> EXERCISE BRIEF
Copy the data below line for line without changing anything, and leave out any picture.
[start of EXERCISE MATERIAL]
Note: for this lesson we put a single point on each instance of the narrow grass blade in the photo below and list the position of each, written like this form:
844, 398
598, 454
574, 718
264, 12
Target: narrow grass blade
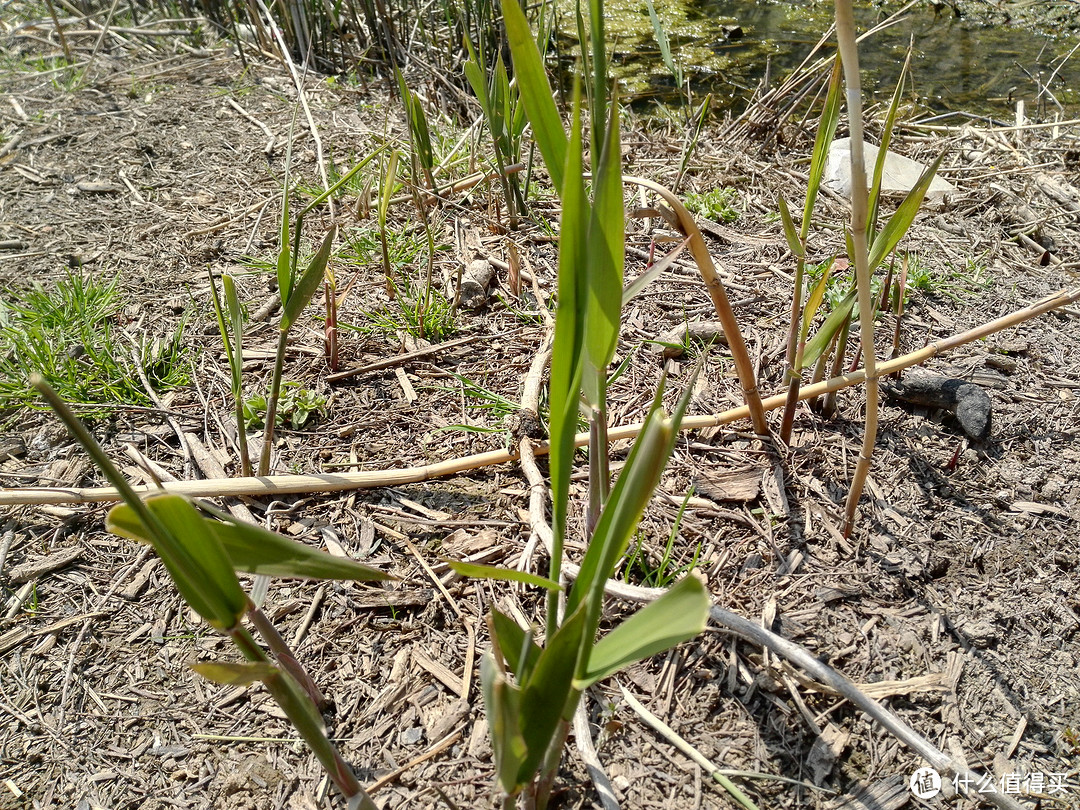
259, 551
599, 73
623, 510
820, 342
814, 299
606, 252
826, 131
516, 646
284, 252
547, 696
790, 232
192, 554
502, 703
539, 100
662, 41
505, 575
309, 283
677, 616
890, 121
903, 217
[end of EXERCISE MATERIAL]
> OUTPUT FOR THIS EXERCISE
Note: for this lesson we put a single point on each instance of the narrow grass blade in the photo below and list the position of each, written like this form:
844, 398
598, 454
574, 718
264, 12
Target: narrow grass blade
259, 551
599, 73
623, 510
820, 342
814, 299
606, 252
826, 131
516, 646
284, 252
547, 696
790, 232
192, 554
502, 703
539, 100
662, 41
505, 575
309, 283
677, 616
890, 121
903, 217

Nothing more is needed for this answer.